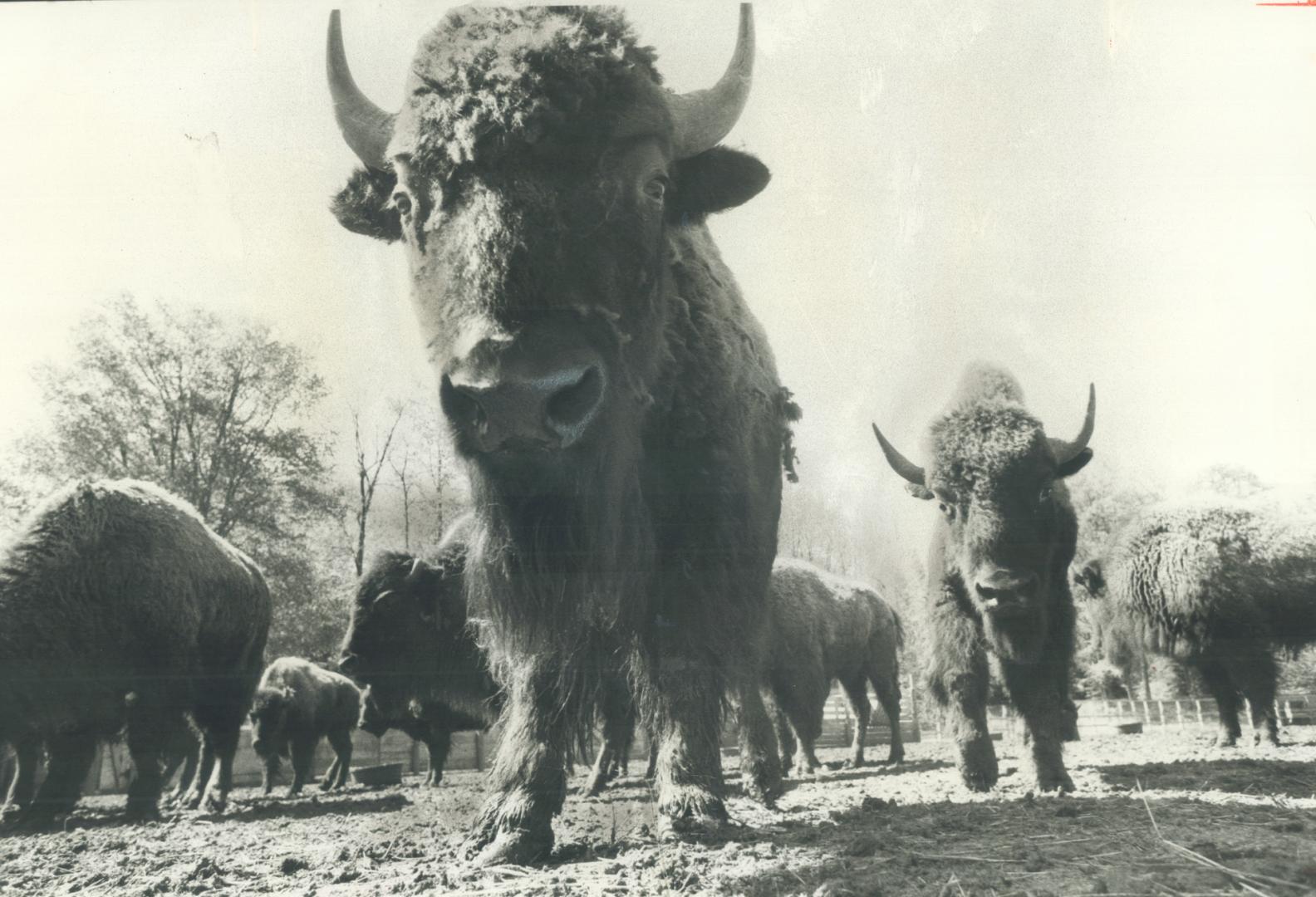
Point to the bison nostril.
(572, 405)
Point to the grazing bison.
(297, 705)
(120, 610)
(410, 644)
(1220, 587)
(998, 568)
(613, 400)
(822, 629)
(827, 629)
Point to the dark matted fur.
(120, 608)
(1220, 587)
(827, 629)
(411, 645)
(297, 705)
(995, 475)
(525, 151)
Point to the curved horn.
(415, 571)
(705, 117)
(1066, 451)
(899, 463)
(365, 126)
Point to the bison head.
(407, 619)
(532, 174)
(1007, 527)
(270, 720)
(545, 186)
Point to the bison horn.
(899, 463)
(1068, 451)
(415, 571)
(366, 128)
(705, 117)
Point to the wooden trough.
(378, 777)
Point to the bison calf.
(825, 629)
(410, 644)
(297, 705)
(1220, 587)
(121, 612)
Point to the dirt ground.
(1153, 815)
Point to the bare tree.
(367, 478)
(405, 484)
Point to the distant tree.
(1230, 482)
(367, 478)
(216, 410)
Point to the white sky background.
(1122, 194)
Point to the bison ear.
(1074, 464)
(919, 491)
(714, 180)
(363, 205)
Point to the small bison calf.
(825, 629)
(297, 705)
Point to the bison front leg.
(27, 757)
(761, 768)
(958, 683)
(1221, 687)
(689, 777)
(437, 743)
(1032, 689)
(528, 780)
(857, 691)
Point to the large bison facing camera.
(120, 610)
(998, 576)
(297, 705)
(1219, 587)
(613, 400)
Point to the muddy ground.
(1227, 821)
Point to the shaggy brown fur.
(996, 574)
(1221, 587)
(827, 629)
(550, 228)
(297, 705)
(120, 608)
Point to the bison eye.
(657, 189)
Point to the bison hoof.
(516, 847)
(978, 764)
(1057, 780)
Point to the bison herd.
(626, 435)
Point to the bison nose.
(1003, 588)
(524, 410)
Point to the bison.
(822, 629)
(121, 610)
(827, 629)
(998, 567)
(1220, 587)
(297, 705)
(612, 399)
(410, 644)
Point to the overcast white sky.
(1117, 192)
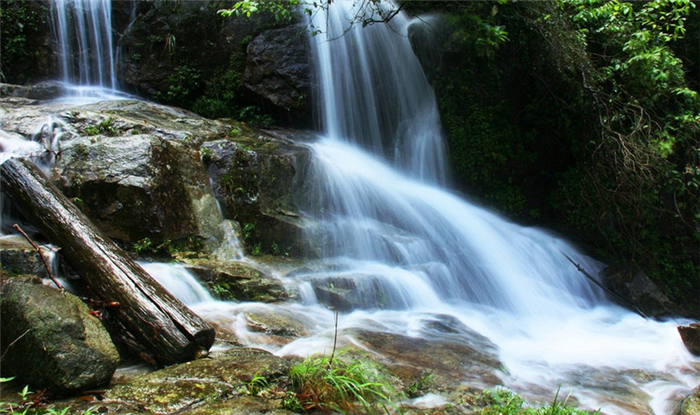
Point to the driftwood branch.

### Task directions
Turn all the items above into a JSON list of strings, with one string for each line and no blank lines. Leave the pictures out of your answer.

### The result
[
  "Point to the bison nostril.",
  "(572, 405)",
  "Point to the grazing bison.",
  "(297, 705)",
  "(120, 610)",
  "(410, 644)",
  "(1220, 587)",
  "(998, 568)",
  "(613, 400)",
  "(822, 629)",
  "(827, 629)",
  "Point to the dark matted fur.",
  "(120, 608)",
  "(1220, 587)",
  "(827, 629)",
  "(411, 645)",
  "(297, 705)",
  "(995, 475)",
  "(525, 151)",
  "Point to the curved horn.",
  "(415, 571)",
  "(705, 117)",
  "(1066, 451)",
  "(899, 463)",
  "(365, 126)",
  "Point to the bison head.",
  "(407, 619)",
  "(532, 174)",
  "(1007, 527)",
  "(270, 720)",
  "(545, 186)",
  "Point to the bison horn.",
  "(899, 463)",
  "(1068, 451)",
  "(415, 571)",
  "(366, 128)",
  "(705, 117)",
  "Point to the wooden trough.",
  "(378, 777)",
  "Point to the bison calf.",
  "(825, 629)",
  "(410, 644)",
  "(297, 705)",
  "(1220, 587)",
  "(121, 612)",
  "Point to the dirt ground.",
  "(1153, 815)",
  "Point to the bare tree.",
  "(367, 478)",
  "(405, 484)",
  "Point to the distant tree.",
  "(1230, 482)",
  "(367, 478)",
  "(216, 410)",
  "Point to the white sky background.",
  "(1122, 194)",
  "Point to the bison ear.",
  "(1074, 464)",
  "(919, 491)",
  "(714, 180)",
  "(363, 205)",
  "Point to the small bison calf.",
  "(825, 629)",
  "(297, 705)",
  "Point to the bison front leg.",
  "(27, 757)",
  "(761, 768)",
  "(958, 683)",
  "(1221, 687)",
  "(689, 777)",
  "(437, 743)",
  "(1032, 689)",
  "(528, 780)",
  "(857, 691)",
  "Point to the large bison facing camera.",
  "(120, 610)",
  "(998, 576)",
  "(297, 705)",
  "(1219, 587)",
  "(613, 400)",
  "Point to the muddy ground.",
  "(1227, 821)",
  "Point to the shaggy brown fur.",
  "(996, 574)",
  "(1221, 587)",
  "(827, 629)",
  "(550, 228)",
  "(297, 705)",
  "(120, 608)",
  "Point to the bison eye.",
  "(657, 189)",
  "Point to the bison hoof.",
  "(516, 847)",
  "(978, 764)",
  "(1057, 780)",
  "Point to the bison herd.",
  "(626, 435)",
  "Point to the bison nose.",
  "(1003, 588)",
  "(524, 410)",
  "Point to the bison.",
  "(822, 629)",
  "(121, 610)",
  "(827, 629)",
  "(998, 567)",
  "(1220, 587)",
  "(297, 705)",
  "(612, 399)",
  "(410, 644)",
  "Point to the overcast white sky.",
  "(1117, 192)",
  "Point to the driftwood branch."
]